Task –
Are you able to quote each entry exactly as written?

Dataset –
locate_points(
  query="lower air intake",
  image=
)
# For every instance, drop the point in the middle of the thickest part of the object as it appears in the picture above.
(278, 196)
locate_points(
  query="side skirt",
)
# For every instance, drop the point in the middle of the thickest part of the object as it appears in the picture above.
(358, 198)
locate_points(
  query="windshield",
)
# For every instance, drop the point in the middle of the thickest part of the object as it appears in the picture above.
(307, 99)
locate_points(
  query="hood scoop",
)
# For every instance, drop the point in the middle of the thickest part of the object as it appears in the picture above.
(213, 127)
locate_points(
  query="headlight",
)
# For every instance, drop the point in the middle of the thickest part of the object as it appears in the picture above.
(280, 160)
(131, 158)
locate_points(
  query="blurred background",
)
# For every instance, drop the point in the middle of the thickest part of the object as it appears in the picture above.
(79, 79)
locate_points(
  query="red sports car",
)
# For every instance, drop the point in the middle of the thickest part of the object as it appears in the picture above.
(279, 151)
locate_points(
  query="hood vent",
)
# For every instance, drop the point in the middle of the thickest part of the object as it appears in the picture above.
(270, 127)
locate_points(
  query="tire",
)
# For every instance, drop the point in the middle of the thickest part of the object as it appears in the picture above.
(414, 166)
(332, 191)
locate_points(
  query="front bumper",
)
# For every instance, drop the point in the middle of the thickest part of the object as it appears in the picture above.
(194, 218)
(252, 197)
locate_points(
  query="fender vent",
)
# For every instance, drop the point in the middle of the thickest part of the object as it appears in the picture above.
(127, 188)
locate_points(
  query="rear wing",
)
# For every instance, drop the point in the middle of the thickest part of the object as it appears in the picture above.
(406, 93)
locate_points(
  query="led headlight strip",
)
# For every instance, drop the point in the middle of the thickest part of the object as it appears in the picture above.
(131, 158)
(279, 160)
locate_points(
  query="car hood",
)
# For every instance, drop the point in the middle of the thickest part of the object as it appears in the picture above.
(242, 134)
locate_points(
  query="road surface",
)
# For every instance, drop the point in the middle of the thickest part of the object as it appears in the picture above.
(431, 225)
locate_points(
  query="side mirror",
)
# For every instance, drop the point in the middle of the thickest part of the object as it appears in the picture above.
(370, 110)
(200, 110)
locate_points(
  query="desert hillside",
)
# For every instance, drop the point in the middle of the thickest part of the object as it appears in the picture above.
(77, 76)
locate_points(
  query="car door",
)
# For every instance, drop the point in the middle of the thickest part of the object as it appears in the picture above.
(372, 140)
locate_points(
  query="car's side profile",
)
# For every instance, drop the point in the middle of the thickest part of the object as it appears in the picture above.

Written answer –
locate_points(
  query="lower air intake",
  image=
)
# For every instance, drop the point in the middle of the thickest part of the object as it appears in the picture above.
(278, 196)
locate_points(
  query="side skirt",
)
# For every instance, drop the point in the middle of the thickest part of the object as it appears in the picture above.
(358, 198)
locate_points(
  query="windshield",
)
# For every instance, drop the point in the middle of the thickest part of the object as it appears in the picture above.
(307, 99)
locate_points(
  query="hood scoop",
)
# For every instance, drop the point in the middle of the thickest part of the object as it appears in the picture above.
(213, 127)
locate_points(
  query="headlight",
)
# For every instance, drop the point in the middle of the thickest part of the object as it appears in the picture above.
(280, 160)
(131, 158)
locate_points(
  query="blurred background",
)
# For every instance, drop the point in the middle of the thickest part of the object as it appears in the picture above.
(79, 79)
locate_points(
  query="red sports car",
)
# For every instance, drop the point in the middle of the thickest part of the object as it appears in the picture above.
(279, 151)
locate_points(
  query="hood vent",
)
# For every instance, drop the point in the middle of the thickest part of the object as it appears in the picture above.
(270, 127)
locate_points(
  query="tire",
)
# For every instance, drop the point in the middle of the thickest part of the object as it appears in the picture above.
(414, 166)
(332, 191)
locate_points(
  query="front bumper",
)
# For every instance, drop the point in the middle of the thickest part of the object as it appears in the picture above.
(194, 218)
(252, 197)
locate_points(
  query="fender vent",
)
# For every instance, drop the point in the middle of the thickest part of the object as it appears in the picture above.
(127, 188)
locate_points(
  query="rear wing",
)
# For every instance, drop the point in the middle of the thickest part of the object as it appears in the picture above.
(406, 93)
locate_points(
  query="led headlight strip",
)
# For every instance, drop the point in the middle of the thickest part of the object as it appears in the picture above.
(131, 158)
(279, 160)
locate_points(
  query="car hood",
)
# For every instance, drop the point in the middle of the thickest part of the object as it appears in the picture above.
(242, 134)
locate_points(
  query="road surface",
)
# For every instance, drop the point in the middle of the thickest part of the object as it appears in the picture above.
(431, 225)
locate_points(
  query="side mirror",
)
# For every instance, drop the point in the middle of the thickest part of the object as it appears in the picture above.
(370, 110)
(200, 110)
locate_points(
  query="desert hillside",
)
# For every instance, drop the point in the middle of the thickest part of the object as it appears in the picture above.
(77, 76)
locate_points(
  query="car door",
)
# For every instance, drop the point in the middle of the thickest part of the object as it appears in the picture above.
(372, 140)
locate_points(
  query="car's side profile",
)
# For every instance, drop the point in the middle of the thickest part of the object as it appears in the picture above.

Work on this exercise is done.